EXERCISE REQUIREMENTS:
Would you please set down the lines of the data from the one containing "Where can you see the flagpole" to the final line, exactly and only those?

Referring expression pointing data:
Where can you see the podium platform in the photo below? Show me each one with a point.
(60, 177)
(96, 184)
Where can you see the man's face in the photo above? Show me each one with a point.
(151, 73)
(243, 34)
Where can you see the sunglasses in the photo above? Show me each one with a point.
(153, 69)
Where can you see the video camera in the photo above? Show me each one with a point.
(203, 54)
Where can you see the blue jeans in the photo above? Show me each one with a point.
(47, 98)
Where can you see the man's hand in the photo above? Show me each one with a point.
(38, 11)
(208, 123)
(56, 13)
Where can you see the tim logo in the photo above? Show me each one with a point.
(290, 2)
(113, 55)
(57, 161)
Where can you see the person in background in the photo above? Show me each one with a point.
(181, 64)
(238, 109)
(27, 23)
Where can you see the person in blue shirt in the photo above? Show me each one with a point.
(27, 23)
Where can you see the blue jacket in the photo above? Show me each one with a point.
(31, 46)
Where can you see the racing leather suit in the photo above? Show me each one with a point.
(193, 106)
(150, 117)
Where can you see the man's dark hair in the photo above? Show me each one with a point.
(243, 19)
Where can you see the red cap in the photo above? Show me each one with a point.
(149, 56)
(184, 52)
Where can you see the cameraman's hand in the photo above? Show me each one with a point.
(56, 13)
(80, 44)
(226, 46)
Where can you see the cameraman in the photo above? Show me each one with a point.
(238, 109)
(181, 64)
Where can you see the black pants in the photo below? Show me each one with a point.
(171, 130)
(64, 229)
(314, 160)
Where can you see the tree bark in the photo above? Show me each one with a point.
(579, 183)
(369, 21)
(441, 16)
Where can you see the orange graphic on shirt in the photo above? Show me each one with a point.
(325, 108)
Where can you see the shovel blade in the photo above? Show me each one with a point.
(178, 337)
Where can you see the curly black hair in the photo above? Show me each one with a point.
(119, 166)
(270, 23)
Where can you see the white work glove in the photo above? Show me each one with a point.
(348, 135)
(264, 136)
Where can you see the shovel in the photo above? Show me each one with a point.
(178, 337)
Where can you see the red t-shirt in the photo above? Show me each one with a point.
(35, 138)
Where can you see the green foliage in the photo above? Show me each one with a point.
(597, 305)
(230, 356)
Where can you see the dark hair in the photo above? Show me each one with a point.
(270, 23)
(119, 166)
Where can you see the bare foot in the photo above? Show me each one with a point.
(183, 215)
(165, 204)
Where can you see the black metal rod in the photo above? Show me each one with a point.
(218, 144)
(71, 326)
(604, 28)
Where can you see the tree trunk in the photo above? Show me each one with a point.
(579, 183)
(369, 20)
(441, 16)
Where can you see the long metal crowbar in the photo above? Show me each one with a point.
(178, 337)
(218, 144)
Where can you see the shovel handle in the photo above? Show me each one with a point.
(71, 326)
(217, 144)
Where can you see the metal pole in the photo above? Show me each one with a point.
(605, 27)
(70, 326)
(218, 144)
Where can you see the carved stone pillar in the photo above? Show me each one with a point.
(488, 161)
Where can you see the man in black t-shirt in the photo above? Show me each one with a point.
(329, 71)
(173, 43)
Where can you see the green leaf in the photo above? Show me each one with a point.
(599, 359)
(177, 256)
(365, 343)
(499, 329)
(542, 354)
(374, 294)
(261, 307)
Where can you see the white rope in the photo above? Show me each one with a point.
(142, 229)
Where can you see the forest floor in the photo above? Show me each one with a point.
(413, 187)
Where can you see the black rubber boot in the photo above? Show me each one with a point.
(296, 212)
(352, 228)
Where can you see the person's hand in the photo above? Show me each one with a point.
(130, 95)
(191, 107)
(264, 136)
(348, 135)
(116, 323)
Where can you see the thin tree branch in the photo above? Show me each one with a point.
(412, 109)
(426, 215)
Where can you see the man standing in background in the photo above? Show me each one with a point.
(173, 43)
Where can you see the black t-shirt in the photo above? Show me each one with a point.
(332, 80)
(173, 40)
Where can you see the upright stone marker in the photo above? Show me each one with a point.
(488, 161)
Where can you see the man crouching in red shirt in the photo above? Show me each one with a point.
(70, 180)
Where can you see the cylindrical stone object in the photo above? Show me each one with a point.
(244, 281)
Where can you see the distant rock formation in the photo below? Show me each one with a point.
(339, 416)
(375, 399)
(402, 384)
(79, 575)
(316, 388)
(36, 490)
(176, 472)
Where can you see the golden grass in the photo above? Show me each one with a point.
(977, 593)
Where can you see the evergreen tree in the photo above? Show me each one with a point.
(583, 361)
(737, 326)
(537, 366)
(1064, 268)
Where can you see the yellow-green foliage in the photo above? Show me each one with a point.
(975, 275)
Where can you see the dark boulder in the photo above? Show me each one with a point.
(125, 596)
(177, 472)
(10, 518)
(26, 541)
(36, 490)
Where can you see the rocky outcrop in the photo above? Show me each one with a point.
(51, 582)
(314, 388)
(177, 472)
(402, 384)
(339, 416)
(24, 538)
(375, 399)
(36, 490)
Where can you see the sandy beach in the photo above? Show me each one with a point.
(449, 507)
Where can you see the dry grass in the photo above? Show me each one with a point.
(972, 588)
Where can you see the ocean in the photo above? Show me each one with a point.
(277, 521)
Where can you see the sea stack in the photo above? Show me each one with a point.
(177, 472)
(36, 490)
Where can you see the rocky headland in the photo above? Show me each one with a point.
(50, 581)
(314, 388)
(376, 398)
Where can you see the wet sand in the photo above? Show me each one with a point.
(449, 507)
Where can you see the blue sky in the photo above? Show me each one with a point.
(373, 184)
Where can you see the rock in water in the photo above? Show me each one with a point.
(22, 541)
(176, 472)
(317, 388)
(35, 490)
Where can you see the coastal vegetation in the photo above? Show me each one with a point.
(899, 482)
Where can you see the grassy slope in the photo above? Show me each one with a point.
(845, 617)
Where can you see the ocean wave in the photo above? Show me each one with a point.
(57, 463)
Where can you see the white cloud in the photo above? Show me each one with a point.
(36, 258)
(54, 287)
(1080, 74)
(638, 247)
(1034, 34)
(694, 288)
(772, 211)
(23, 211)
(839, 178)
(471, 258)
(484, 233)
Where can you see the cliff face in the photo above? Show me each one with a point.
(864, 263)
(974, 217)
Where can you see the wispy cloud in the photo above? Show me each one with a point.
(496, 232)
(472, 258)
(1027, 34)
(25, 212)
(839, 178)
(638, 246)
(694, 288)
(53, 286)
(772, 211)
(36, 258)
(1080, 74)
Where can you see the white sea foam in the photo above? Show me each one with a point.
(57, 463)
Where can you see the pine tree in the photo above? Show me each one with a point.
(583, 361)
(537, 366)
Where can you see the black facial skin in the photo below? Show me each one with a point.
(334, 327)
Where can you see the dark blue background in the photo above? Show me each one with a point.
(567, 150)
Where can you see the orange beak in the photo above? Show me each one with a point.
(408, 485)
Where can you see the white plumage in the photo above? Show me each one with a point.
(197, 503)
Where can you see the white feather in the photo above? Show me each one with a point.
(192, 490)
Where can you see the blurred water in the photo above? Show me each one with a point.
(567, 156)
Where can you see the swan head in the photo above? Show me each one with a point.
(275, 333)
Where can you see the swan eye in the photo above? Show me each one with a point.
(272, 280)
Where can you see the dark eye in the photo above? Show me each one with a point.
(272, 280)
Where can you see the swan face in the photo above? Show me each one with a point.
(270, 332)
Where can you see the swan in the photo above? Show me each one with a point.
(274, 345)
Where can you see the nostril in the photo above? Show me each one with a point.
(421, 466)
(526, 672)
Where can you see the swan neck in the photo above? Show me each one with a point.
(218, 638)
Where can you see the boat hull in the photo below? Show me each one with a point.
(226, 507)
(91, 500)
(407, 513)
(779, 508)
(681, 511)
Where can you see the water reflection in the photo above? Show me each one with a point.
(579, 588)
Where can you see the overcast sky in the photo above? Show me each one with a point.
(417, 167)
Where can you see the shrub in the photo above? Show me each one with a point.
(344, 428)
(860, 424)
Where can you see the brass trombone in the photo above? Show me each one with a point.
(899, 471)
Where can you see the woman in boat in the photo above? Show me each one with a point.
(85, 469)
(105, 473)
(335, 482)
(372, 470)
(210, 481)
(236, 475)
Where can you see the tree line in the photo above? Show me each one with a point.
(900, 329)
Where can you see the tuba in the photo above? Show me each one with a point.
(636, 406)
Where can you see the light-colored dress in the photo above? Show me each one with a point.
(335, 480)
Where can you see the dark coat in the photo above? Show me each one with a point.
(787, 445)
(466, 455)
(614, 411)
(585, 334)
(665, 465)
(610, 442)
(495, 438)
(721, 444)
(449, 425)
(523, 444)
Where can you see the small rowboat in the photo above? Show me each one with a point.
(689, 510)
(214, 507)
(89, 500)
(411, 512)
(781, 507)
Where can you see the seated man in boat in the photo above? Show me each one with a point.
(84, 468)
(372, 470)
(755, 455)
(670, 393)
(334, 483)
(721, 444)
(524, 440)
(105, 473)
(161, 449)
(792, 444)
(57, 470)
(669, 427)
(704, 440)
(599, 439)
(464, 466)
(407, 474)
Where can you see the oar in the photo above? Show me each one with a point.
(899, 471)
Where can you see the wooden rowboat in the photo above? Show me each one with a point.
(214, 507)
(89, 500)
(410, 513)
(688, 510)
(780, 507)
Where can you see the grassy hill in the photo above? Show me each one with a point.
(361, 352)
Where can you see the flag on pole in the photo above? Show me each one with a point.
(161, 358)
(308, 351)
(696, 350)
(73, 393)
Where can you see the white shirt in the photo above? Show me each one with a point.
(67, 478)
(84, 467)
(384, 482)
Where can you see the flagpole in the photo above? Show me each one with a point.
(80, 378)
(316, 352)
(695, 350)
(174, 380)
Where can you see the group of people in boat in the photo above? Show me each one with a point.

SOLUTION FOR THIS TASK:
Where can you see the flagpole in the photo above? Show me each one with a point.
(80, 378)
(316, 352)
(695, 350)
(174, 380)
Where can you see the group of people in boat in the photo above? Show me each one with a point.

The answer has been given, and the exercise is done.